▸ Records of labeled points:
+++++

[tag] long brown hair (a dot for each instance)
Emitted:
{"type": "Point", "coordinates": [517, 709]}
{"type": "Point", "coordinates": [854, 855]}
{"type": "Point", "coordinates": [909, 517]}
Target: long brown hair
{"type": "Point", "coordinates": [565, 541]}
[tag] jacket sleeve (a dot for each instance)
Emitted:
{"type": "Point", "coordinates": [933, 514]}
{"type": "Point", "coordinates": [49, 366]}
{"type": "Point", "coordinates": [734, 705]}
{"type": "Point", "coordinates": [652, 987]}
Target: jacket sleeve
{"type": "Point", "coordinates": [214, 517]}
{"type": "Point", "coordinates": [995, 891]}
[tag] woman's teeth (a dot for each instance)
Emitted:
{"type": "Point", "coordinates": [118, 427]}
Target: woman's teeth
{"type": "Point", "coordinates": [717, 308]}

+++++

▸ Requirements:
Retype the entire listing above, keeping every line identical to the original.

▸ Output of the exercise:
[tag] long brown hair (a dot for each instance)
Emitted:
{"type": "Point", "coordinates": [517, 709]}
{"type": "Point", "coordinates": [854, 855]}
{"type": "Point", "coordinates": [909, 517]}
Target: long brown hair
{"type": "Point", "coordinates": [565, 541]}
[tag] jacket sleeve (a dot for each instance)
Emitted:
{"type": "Point", "coordinates": [933, 514]}
{"type": "Point", "coordinates": [49, 366]}
{"type": "Point", "coordinates": [734, 705]}
{"type": "Point", "coordinates": [652, 987]}
Target: jacket sleeve
{"type": "Point", "coordinates": [214, 517]}
{"type": "Point", "coordinates": [995, 891]}
[tag] woman's teeth (a dot for each instance)
Emitted:
{"type": "Point", "coordinates": [118, 427]}
Target: woman's teeth
{"type": "Point", "coordinates": [717, 308]}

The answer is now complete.